[Saved entries]

--

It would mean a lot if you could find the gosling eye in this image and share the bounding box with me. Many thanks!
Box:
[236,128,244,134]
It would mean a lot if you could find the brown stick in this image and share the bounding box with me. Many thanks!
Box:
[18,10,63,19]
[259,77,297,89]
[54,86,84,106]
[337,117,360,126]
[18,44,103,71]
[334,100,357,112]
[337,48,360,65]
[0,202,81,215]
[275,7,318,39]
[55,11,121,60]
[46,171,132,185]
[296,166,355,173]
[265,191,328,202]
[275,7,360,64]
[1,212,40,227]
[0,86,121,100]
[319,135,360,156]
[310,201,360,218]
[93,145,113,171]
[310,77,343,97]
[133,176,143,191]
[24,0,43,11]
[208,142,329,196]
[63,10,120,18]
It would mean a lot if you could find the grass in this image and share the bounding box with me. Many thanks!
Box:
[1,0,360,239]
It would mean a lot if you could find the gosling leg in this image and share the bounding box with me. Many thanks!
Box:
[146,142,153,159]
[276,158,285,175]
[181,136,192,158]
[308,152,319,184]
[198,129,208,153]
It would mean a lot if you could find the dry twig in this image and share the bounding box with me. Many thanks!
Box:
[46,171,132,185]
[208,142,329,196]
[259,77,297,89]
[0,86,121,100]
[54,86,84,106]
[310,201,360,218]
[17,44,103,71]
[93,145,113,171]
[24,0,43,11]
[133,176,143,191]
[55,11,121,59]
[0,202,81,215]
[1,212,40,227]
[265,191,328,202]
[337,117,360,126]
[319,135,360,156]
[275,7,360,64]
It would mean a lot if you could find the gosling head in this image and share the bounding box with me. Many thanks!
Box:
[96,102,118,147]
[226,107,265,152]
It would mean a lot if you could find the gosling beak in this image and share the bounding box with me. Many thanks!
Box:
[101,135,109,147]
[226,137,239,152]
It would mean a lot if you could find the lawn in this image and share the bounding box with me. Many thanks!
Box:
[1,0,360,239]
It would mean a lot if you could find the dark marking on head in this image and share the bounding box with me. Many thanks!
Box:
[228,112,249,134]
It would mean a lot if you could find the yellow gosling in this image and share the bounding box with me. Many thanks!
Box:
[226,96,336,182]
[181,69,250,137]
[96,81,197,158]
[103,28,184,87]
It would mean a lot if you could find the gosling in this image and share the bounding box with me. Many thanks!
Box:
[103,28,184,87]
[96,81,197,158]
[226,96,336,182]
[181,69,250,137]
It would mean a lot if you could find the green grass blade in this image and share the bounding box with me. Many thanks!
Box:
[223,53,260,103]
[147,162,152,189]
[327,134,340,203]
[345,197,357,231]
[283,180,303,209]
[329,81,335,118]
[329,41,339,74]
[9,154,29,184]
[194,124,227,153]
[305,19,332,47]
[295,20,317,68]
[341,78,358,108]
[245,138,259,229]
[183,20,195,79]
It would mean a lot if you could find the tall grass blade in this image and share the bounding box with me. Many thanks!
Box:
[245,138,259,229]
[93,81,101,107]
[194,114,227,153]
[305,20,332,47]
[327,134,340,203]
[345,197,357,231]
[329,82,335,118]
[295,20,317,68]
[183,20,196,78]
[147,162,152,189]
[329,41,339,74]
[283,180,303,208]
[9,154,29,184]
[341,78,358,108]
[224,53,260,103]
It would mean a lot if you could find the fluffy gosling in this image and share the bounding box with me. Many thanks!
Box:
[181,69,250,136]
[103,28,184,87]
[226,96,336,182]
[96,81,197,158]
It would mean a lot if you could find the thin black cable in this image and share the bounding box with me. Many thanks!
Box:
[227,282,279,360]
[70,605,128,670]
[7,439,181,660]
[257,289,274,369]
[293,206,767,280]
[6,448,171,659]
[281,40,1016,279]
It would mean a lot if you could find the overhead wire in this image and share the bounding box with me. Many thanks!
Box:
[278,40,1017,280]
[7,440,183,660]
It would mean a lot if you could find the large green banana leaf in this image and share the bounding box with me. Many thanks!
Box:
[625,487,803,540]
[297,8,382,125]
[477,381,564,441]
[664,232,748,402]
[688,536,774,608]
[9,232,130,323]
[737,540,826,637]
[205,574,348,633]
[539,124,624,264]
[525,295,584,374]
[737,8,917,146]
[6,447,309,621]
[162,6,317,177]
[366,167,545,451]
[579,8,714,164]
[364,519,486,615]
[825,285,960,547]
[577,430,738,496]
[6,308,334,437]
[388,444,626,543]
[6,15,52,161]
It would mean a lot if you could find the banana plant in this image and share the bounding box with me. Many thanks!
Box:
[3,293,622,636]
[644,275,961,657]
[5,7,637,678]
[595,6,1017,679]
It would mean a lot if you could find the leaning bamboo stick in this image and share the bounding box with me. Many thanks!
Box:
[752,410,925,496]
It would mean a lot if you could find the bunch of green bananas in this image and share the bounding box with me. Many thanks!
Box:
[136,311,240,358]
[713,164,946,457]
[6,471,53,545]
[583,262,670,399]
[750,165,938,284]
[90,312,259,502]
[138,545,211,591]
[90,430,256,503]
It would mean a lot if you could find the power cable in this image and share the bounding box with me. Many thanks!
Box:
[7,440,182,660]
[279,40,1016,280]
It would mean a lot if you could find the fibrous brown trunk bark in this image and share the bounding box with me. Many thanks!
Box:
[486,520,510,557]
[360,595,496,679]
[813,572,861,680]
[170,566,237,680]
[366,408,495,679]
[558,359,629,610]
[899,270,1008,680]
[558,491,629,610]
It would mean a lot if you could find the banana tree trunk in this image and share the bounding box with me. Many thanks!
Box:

--

**WORK INSTRUCTION**
Give back all the data exactly as it was written.

**PROBLEM SOLUTION**
It would mean a lot if you could find the gosling eye in this image and share the bounding box with me. Many thanks!
Box:
[236,128,244,134]
It would mean a lot if you could find the brown stick in this image and share the bounding box with me. Many thanks!
Box:
[18,10,63,19]
[259,77,297,89]
[54,86,84,106]
[337,117,360,126]
[18,44,103,71]
[334,100,357,112]
[337,48,360,65]
[0,202,81,215]
[275,7,318,39]
[55,11,121,60]
[46,171,132,185]
[296,166,355,173]
[265,191,328,202]
[275,7,360,64]
[1,212,40,227]
[0,86,121,100]
[319,135,360,156]
[310,201,360,218]
[93,145,113,171]
[310,77,343,97]
[133,176,143,191]
[24,0,43,11]
[208,142,329,196]
[63,10,120,18]
It would mean a lot if you could find the grass in this image and share the bounding box with me. Many thanks!
Box:
[1,0,360,239]
It would mean a lot if you could find the gosling leg in this image and share the bounding box with me. Many thanks!
Box:
[146,142,153,159]
[276,158,285,175]
[181,136,192,158]
[308,152,319,184]
[198,129,208,153]
It would mean a lot if you could find the dry twig in this image and share the bounding box with me. Many thanks!
Box:
[46,171,132,185]
[208,142,329,196]
[259,77,297,89]
[0,86,121,100]
[54,86,84,106]
[310,201,360,218]
[17,44,103,71]
[93,145,113,171]
[24,0,43,11]
[133,176,143,191]
[55,11,121,59]
[0,202,81,215]
[1,212,40,227]
[265,191,328,202]
[337,117,360,126]
[319,135,360,156]
[275,7,360,64]
It would mean a lot if you could find the gosling head in this image and share the bounding box with me. Many thanks!
Box:
[96,102,118,147]
[226,107,265,152]
It would mean a lot if you could find the gosling beak in this image and share the bounding box with me. Many thanks!
Box:
[101,135,109,147]
[226,137,239,152]
It would mean a lot if you could find the lawn in this image and share the bounding box with me. Many thanks!
Box:
[1,0,360,239]
It would mean a lot if you could find the dark marking on head in this image and share the bounding box with me. Many thanks!
Box:
[228,112,249,134]
It would mean a lot if you could find the yellow gosling in this image and share the bounding box with me. Many thanks!
Box:
[226,96,336,182]
[181,69,250,137]
[96,81,197,158]
[103,28,184,87]
It would mean a lot if you could find the gosling in this image and share the bounding box with me. Many thanks!
Box:
[103,28,184,87]
[96,81,197,158]
[226,96,336,182]
[181,69,250,137]
It would mean a lot if you could find the green grass blade in this image and share the bounding box with me. Many thanks!
Box:
[223,53,260,103]
[147,162,152,189]
[327,134,340,203]
[345,197,357,231]
[283,180,303,209]
[329,81,335,118]
[329,41,339,74]
[9,154,29,184]
[194,124,227,153]
[305,19,332,47]
[295,20,317,68]
[341,78,358,108]
[245,138,259,229]
[183,20,195,79]
It would mean a lot if you could find the tall grass blade in this image and share the bounding box with me. Many thanks!
Box:
[245,138,259,229]
[93,81,101,107]
[194,114,227,153]
[305,20,332,47]
[327,134,340,203]
[345,197,357,231]
[329,82,335,118]
[295,20,317,68]
[183,20,196,78]
[147,162,152,189]
[329,41,339,74]
[283,180,303,208]
[9,154,29,184]
[341,78,358,108]
[224,53,260,103]
It would mean a lot if you could find the fluffy gosling in this image and share the bounding box with me. Many thanks!
Box:
[181,69,250,136]
[103,28,184,87]
[226,96,336,182]
[96,81,197,158]
It would mean a lot if you could find the thin black cable in this image and share the bounding box with me. Many thanks!
Box:
[227,282,279,360]
[70,605,128,670]
[7,439,181,660]
[257,289,274,369]
[293,206,767,280]
[6,448,171,659]
[281,40,1016,279]
It would mean a lot if you could find the overhead wire in this image and share the bounding box with me. Many thanks!
Box:
[278,40,1017,280]
[7,440,183,660]
It would mean a lot if you could find the large green banana leaf in this image and share the bounding box with me. Many thanks!
Box:
[625,487,803,540]
[297,8,382,125]
[477,381,564,441]
[664,232,748,402]
[688,536,774,608]
[9,232,130,323]
[737,540,826,637]
[205,574,348,633]
[539,124,624,264]
[525,295,584,374]
[737,8,917,146]
[6,447,309,621]
[162,6,317,177]
[366,167,545,451]
[579,8,714,164]
[364,519,486,615]
[825,285,960,547]
[577,430,738,496]
[6,308,334,437]
[388,444,626,543]
[6,15,52,161]
It would mean a lot if you could find the banana plant in this image and share the bounding box with me. Many thanks!
Box:
[3,293,622,636]
[644,275,961,657]
[5,7,637,678]
[595,6,1017,679]
It would mean a lot if you could find the leaning bamboo stick in this image and share the bounding box with me. Many thanks!
Box:
[752,410,925,496]
It would mean a lot if you could find the bunch of green bananas in this image and share the bounding box with me. Many thanks!
Box:
[136,311,240,358]
[713,164,946,457]
[6,471,53,545]
[583,262,670,399]
[750,165,938,284]
[90,312,259,502]
[138,545,211,591]
[90,430,256,503]
It would mean a lot if you could find the power cable in this image and share the bounding box with me. Many thanks!
Box:
[7,440,182,660]
[279,40,1016,280]
It would mean a lot if you could find the fibrous brown trunk bark in this image and share the bounding box with me. Many thanks!
Box:
[486,520,510,557]
[360,595,496,679]
[813,572,861,680]
[170,566,237,680]
[366,408,495,679]
[558,359,629,610]
[899,270,1008,680]
[558,491,629,610]
It would mean a lot if you could find the banana tree trunk in this image and share the bounding box with me. Many thanks!
Box:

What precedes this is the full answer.